WORK TASK:
What is needed is a faithful copy of all the records.
────────────────
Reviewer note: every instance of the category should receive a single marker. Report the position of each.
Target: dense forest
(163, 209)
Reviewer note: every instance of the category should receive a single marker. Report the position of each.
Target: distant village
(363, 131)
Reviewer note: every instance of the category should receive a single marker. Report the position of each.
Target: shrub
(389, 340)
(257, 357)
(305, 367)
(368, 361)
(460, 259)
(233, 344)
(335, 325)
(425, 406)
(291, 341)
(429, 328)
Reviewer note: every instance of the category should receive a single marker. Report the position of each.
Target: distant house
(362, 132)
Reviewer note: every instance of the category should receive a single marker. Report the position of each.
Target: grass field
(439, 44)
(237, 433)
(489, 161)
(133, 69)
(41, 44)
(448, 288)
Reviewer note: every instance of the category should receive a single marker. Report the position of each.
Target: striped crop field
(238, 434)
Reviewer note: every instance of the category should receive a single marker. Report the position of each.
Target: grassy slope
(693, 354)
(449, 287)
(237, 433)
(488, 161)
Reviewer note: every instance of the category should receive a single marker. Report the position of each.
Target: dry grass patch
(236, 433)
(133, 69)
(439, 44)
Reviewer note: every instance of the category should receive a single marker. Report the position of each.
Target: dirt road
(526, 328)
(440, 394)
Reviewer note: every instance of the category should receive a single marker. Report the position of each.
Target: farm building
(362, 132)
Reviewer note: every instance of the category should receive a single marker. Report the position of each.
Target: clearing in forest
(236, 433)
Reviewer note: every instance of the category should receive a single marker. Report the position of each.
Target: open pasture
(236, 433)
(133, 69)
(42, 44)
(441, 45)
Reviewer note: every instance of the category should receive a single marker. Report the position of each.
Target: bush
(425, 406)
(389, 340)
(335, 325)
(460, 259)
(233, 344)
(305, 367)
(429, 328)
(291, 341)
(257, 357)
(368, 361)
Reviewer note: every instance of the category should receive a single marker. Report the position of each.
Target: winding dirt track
────────────────
ANSWER BOX:
Reviewer note: every instance of the category should receive a single marker. Report the position of each.
Target: dense forest
(163, 209)
Reviewer note: every instance of the category should receive a single marker. Report the position of each.
Target: distant village
(363, 131)
Reviewer note: every instance of the category should receive a single marker. Report the position of each.
Target: shrub
(389, 340)
(257, 357)
(305, 367)
(368, 361)
(460, 259)
(233, 344)
(335, 325)
(425, 406)
(291, 341)
(429, 328)
Reviewer note: every instance of the category should receive a single marker. Report the position of each.
Target: distant house
(362, 132)
Reviewer note: every instance of the category should receive a single marker. Report the position of each.
Target: grass field
(439, 44)
(237, 433)
(489, 161)
(133, 69)
(41, 44)
(448, 288)
Reviewer note: every instance of the category should receive a single marker. Report the position of each.
Target: striped crop field
(238, 434)
Reviewer note: every instance of the category should receive a single marker. Report the position of each.
Target: grassy slope
(693, 354)
(449, 287)
(237, 433)
(488, 161)
Reviewer note: every instance of the category should receive a single marker. Report the position of each.
Target: dry grass patch
(236, 433)
(133, 69)
(439, 44)
Reviewer note: every instance of the category should receive a single marker. Report the position of each.
Target: dirt road
(526, 328)
(440, 394)
Reviewer note: every instance of the category should receive a single marker. Report the position of each.
Target: farm building
(362, 132)
Reviewer note: every instance of the category should receive a single marker. Report the position of each.
Target: clearing in forest
(236, 433)
Reviewer note: every instance of the category should receive a single marker. Report the position of each.
Target: open pasture
(236, 433)
(133, 69)
(42, 44)
(441, 45)
Reviewer note: every instance of the category should receive a single marker. Report the position of each.
Target: bush
(425, 406)
(389, 340)
(335, 325)
(460, 259)
(233, 344)
(305, 367)
(429, 328)
(291, 341)
(257, 357)
(368, 361)
Reviewer note: every instance of the category should receive a single marker. Report the position of each.
Target: winding dirt track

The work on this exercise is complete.